## Text

Institutional Repositories PLA Tech Note

http://www.ala.org/ala/mgrps/divs/pla/plapublications/platechnotes/institutional.cfm

PLA Tech Note

Tech Notes Image

INSTITUTIONAL REPOSITORIES

By Richard W. Boss

A number of academic libraries have created institutional repositories, digital collections capturing, preserving, organizing, and facilitating access to the intellectual output of a single college or university, or system of colleges and/or universities. The idea was not unique to them, but was borrowed from corporations that are research intensive and want to improve retention and access to the scholarly output of their researchers. While academic institutions generally seek to promote access to their repositories by those outside the institution, corporations generally seek to limit access to their own employees and the employees of companies with which they are engaged in collaborative research.

In January of 2006, the Technology Committee of the Public Library Association, the sponsor of TechNotes, decided that public libraries might have a role to play in creating and maintaining institutional repositories for the intellectual output of their communities. This TechNote investigates that question.

## Problem 1
According to the tech note on institutional repositories, when did the Technology Committee of the Public Library Association decide that public libraries might have a role in creating and maintaining them?

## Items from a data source
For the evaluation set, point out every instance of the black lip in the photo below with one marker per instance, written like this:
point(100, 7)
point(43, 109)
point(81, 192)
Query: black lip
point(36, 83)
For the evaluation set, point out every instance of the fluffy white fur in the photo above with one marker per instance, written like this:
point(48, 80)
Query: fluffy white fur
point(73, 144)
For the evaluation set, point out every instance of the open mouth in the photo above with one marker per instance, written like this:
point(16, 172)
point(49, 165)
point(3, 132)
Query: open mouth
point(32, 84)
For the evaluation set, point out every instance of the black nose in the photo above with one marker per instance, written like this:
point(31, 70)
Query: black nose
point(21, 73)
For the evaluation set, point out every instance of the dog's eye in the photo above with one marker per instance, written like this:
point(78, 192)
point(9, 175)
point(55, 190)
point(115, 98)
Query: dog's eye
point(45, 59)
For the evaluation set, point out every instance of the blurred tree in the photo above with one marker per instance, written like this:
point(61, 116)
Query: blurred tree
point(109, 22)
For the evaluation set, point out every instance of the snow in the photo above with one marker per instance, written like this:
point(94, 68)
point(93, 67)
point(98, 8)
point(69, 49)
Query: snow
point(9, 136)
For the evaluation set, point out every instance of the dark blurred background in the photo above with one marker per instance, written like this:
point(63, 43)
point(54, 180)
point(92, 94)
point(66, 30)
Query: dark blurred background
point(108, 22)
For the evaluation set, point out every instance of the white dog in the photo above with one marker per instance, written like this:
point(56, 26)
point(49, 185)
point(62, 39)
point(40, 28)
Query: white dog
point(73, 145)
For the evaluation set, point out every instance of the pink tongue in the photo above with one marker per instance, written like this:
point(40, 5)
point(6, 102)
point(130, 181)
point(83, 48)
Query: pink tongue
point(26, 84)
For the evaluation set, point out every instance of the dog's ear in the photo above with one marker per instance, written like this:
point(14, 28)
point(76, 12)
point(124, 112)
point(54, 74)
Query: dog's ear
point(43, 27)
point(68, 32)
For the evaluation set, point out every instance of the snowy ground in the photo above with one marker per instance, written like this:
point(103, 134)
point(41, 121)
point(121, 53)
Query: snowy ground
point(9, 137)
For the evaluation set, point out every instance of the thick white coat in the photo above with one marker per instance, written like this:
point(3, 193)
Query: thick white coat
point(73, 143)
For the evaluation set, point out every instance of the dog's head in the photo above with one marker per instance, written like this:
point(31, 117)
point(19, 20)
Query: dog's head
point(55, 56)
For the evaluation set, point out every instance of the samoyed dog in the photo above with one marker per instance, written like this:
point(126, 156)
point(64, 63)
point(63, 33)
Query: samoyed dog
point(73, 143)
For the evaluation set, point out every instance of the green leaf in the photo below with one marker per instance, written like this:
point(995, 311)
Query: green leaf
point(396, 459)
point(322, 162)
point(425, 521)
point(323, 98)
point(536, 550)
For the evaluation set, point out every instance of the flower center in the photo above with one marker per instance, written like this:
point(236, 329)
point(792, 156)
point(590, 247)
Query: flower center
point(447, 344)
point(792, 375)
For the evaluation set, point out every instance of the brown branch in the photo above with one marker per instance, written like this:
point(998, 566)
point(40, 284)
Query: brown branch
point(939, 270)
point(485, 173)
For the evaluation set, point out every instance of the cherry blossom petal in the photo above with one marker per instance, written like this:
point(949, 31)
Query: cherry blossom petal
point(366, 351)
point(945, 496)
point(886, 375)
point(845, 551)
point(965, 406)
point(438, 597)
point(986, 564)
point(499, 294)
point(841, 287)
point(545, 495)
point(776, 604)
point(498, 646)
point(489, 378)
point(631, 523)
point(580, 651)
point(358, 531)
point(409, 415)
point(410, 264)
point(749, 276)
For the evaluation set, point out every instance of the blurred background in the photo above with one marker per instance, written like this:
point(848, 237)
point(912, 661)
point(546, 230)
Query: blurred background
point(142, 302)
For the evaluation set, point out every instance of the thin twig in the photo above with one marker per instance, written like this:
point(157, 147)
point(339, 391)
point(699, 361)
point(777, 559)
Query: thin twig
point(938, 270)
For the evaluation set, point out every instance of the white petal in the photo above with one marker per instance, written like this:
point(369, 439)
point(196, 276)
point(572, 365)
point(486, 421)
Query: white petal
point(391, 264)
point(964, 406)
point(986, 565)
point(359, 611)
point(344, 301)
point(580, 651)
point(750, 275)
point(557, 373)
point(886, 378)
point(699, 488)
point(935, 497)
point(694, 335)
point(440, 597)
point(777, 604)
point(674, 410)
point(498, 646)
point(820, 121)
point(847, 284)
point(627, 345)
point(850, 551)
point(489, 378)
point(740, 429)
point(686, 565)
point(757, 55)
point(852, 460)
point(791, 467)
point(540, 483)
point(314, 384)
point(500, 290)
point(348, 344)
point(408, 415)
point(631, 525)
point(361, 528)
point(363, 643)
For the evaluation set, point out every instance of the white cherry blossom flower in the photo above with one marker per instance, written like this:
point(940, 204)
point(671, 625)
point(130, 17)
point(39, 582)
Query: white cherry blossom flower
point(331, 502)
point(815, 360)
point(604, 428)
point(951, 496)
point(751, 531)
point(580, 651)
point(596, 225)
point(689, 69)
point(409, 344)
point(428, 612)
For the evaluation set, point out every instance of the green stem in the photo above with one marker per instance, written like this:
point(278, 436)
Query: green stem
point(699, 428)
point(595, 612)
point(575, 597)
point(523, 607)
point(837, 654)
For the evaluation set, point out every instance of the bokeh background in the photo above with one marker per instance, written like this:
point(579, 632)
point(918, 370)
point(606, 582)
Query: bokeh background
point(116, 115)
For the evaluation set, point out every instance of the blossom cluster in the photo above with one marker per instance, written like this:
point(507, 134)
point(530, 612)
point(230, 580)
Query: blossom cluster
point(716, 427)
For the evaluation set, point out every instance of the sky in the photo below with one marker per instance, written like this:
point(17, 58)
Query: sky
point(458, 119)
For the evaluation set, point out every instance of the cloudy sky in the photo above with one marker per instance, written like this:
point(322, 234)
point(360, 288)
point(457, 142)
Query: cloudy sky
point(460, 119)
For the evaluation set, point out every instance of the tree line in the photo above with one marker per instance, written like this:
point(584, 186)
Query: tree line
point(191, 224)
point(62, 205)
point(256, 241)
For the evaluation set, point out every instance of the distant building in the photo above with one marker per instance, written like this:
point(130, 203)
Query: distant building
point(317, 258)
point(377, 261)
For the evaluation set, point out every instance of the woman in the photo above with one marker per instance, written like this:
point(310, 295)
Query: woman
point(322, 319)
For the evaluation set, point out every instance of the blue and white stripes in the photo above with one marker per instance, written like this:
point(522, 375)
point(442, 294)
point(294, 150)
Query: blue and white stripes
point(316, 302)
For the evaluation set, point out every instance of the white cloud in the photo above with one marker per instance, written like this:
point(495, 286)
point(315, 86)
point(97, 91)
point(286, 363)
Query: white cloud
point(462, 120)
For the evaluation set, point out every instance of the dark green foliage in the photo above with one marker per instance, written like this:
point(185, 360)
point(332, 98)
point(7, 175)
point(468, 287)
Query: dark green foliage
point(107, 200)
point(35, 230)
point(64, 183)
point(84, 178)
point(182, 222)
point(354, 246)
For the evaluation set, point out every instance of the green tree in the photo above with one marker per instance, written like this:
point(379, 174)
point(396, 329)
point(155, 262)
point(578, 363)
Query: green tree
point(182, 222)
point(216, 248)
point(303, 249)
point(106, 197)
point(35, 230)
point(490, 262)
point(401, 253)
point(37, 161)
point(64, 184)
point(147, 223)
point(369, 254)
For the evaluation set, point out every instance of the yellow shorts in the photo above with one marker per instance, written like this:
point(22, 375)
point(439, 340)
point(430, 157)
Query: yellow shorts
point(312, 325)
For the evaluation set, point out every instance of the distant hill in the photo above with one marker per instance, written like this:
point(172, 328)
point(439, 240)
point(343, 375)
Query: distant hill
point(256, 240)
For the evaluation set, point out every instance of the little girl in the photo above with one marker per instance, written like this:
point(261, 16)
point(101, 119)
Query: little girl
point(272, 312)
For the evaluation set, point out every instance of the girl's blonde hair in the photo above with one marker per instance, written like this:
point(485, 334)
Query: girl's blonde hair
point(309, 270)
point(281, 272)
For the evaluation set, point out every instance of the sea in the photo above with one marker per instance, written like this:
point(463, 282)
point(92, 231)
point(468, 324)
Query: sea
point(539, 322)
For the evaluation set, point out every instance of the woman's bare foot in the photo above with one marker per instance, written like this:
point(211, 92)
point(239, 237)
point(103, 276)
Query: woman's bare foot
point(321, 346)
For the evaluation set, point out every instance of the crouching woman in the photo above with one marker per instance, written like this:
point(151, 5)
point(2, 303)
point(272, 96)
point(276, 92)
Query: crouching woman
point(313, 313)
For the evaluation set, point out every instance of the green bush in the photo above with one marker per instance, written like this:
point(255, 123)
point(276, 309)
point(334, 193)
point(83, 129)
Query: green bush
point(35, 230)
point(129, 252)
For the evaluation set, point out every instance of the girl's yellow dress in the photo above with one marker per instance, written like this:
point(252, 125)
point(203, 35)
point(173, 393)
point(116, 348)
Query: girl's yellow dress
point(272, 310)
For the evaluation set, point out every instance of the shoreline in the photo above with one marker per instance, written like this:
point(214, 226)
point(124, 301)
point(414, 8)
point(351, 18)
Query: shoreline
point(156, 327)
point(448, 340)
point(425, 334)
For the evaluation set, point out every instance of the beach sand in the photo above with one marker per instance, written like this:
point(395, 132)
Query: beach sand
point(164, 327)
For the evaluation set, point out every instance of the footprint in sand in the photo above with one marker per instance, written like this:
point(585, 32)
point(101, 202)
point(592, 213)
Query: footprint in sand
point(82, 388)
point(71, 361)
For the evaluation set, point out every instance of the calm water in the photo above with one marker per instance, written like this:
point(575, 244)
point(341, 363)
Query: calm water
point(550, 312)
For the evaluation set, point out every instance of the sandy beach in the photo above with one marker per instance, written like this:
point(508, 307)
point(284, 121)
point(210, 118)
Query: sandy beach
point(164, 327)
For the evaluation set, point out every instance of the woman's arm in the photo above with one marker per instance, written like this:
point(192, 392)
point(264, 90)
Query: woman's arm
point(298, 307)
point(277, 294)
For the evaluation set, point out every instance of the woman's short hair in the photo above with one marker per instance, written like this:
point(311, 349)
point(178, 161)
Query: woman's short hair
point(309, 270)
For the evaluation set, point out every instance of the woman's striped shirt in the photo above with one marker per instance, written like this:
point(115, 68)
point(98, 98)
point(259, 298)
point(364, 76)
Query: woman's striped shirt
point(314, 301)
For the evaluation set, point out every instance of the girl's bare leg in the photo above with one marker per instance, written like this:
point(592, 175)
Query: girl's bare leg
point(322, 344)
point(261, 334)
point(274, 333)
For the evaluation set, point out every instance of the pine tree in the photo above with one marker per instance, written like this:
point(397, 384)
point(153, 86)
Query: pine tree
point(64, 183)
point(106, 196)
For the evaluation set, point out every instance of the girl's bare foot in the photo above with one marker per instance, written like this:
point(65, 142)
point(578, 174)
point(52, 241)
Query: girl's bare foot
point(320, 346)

## Problem 2
Resize the answer coordinates in the records from the line with "the snow in" to the line with "point(9, 136)", both included. Reproduce only those lines, requests included, with each answer coordinate multiplied by 1.95 and rounded to a whole number, halves up.

## Complete response 1
In January of 2006.

## Complete response 2
For the evaluation set, point out every instance of the snow in the photo above with one marker per instance, written like this:
point(94, 68)
point(93, 67)
point(98, 8)
point(69, 49)
Query: snow
point(18, 265)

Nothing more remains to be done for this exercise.